Written problem:
Reproduce the entries word for word, and omit any picture you find in them.

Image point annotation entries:
--- Start ---

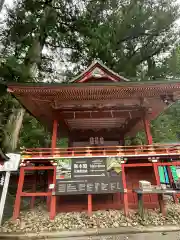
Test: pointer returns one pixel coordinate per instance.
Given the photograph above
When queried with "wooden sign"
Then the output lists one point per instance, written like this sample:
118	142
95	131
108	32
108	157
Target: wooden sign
88	176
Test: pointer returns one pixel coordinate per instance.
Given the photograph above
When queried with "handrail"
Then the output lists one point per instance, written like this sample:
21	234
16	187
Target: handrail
122	151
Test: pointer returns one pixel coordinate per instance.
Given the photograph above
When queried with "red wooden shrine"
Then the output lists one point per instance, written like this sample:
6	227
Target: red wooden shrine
96	111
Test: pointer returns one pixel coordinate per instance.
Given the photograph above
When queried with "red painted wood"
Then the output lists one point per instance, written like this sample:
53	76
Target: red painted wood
128	165
177	163
155	166
89	204
53	199
125	197
39	168
33	190
147	131
54	134
161	204
171	180
50	180
36	194
18	195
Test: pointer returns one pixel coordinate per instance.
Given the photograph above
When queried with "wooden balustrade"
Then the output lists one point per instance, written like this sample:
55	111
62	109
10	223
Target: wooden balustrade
121	151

--- End ---

The result:
Test: pointer returns one pixel coordinate per instance.
Given the photograph above
When queried with "wooden sign"
Then the output lists one point per instance, written like this sample:
118	142
95	131
108	32
108	157
Target: wooden sign
88	176
Test: pointer returns one pixel coordinate per instance.
Given the photograph above
When queried with "handrail"
Then the output lists one point per instance, written like this sample:
21	234
16	187
Target: handrail
122	151
Test: pointer returns one pixel coordinate per instance.
Given the photograph above
When queried with "red wooden shrine"
Then the output lists one point per instance, written like this sample:
6	227
Target: red wooden shrine
96	111
Test: pointer returns one pixel coordinate per instance.
Given the photograph above
When queried with "red painted wood"
Then the output lists one point per instance, written like this sample:
53	76
Target: red painted wood
128	165
177	163
155	166
89	204
53	199
125	197
39	168
33	190
147	131
54	134
161	204
171	180
50	180
36	194
18	195
Test: pointer returns one pixel coordinate per instance.
Given the photograph above
When queried with "wooden balustrade"
Then the output lists one point per instance, written like this sample:
55	111
62	109
10	223
Target: wooden balustrade
121	151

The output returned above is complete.